#### [WORK REQUEST]
All of the data that follows should be output again without any alteration.

[Opening RECORDS PROVIDED section]

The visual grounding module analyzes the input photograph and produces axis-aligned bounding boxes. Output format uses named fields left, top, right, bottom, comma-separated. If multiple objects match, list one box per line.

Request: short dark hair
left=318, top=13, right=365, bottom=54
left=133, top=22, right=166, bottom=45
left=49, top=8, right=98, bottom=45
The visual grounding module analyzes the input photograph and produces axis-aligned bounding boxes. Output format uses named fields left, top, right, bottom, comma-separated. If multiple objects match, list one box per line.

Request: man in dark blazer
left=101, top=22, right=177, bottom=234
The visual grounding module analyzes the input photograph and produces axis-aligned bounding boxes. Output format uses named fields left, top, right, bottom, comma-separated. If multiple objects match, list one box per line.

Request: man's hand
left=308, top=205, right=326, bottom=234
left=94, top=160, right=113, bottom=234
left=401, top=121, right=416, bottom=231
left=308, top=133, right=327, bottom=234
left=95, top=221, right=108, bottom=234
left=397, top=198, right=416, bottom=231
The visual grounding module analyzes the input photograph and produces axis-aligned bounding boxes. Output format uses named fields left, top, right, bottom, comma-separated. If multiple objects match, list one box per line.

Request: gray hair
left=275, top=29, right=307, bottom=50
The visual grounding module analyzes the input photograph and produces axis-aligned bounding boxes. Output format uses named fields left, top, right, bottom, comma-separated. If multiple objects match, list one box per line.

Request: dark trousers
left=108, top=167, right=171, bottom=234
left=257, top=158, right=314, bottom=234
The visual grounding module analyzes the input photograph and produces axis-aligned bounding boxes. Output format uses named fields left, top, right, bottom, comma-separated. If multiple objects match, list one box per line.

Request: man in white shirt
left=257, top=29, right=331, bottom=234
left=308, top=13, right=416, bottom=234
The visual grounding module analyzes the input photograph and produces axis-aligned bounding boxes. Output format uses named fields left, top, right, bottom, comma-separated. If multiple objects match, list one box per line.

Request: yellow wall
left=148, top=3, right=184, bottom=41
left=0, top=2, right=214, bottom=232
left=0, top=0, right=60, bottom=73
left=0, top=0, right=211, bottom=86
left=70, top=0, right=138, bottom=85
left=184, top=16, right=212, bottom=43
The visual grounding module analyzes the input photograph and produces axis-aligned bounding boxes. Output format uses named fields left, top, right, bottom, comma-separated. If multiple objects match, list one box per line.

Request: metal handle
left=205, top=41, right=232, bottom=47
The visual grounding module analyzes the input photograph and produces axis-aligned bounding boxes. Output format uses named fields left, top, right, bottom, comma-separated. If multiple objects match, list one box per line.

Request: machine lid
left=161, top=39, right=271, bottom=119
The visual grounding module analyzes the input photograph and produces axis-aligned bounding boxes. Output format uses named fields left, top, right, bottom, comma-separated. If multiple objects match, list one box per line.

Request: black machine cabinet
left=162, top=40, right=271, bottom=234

[Closing RECORDS PROVIDED section]

#### [OUTPUT]
The visual grounding module analyzes the input photograph and produces axis-aligned bounding boxes. Output format uses named fields left, top, right, bottom, comma-separated. If multiple objects match, list one box per line.

Request: short dark hair
left=318, top=13, right=365, bottom=54
left=133, top=22, right=166, bottom=45
left=49, top=8, right=98, bottom=45
The visual grounding module analyzes the input photograph and produces axis-aligned bounding boxes. Output format uses named fields left, top, right, bottom, comma-separated. If multiple objects match, list one box per line.

Request: man in dark blazer
left=101, top=22, right=177, bottom=234
The visual grounding module analyzes the input photograph and produces axis-aligned bounding boxes. Output format uses named fields left, top, right, bottom, comma-separated. If multiple objects match, list one box per line.

Request: man's hand
left=308, top=205, right=326, bottom=234
left=94, top=160, right=113, bottom=234
left=401, top=121, right=416, bottom=231
left=308, top=133, right=327, bottom=234
left=95, top=221, right=108, bottom=234
left=397, top=198, right=416, bottom=231
The visual grounding module analyzes the input photograph and produces axis-aligned bounding boxes. Output format uses named fields left, top, right, bottom, comma-separated. If multiple objects match, list one box per line.

Request: gray hair
left=275, top=29, right=307, bottom=50
The visual grounding module analyzes the input photograph and produces axis-aligned bounding boxes. Output format uses named fields left, top, right, bottom, comma-separated. If multiple objects match, list one box per line.

Request: dark trousers
left=108, top=167, right=171, bottom=234
left=257, top=158, right=314, bottom=234
The visual grounding module analyzes the input photograph and produces axis-aligned bounding boxes. Output format uses named fields left, top, right, bottom, comma-separated. If multiple objects match, list one box per line.

Request: man in white shirt
left=257, top=29, right=331, bottom=234
left=308, top=13, right=416, bottom=234
The visual grounding module analyzes the input photograph and produces axis-aligned bounding boxes. Output format uses named fields left, top, right, bottom, comma-separated. If multiple objects match, list one box per line.

Request: yellow wall
left=148, top=3, right=184, bottom=41
left=0, top=2, right=214, bottom=232
left=0, top=0, right=60, bottom=73
left=0, top=0, right=211, bottom=86
left=70, top=0, right=138, bottom=85
left=184, top=16, right=212, bottom=43
The visual grounding module analyzes the input photograph and produces axis-aligned bounding boxes. Output format uses named fields left, top, right, bottom, comma-separated. If multiple objects match, list one box per line.

Request: metal handle
left=205, top=41, right=232, bottom=47
The visual grounding module analyzes the input photograph and produces axis-aligned bounding boxes. Output format uses named fields left, top, right, bottom, comma-separated. If multiple objects match, list one box per line.

Request: machine lid
left=161, top=39, right=271, bottom=119
The visual grounding module analyzes the input photograph and produces axis-aligned bounding boxes. Output format uses named fields left, top, right, bottom, comma-separated. If multiple objects match, list one box per line.

Request: black machine cabinet
left=162, top=40, right=271, bottom=234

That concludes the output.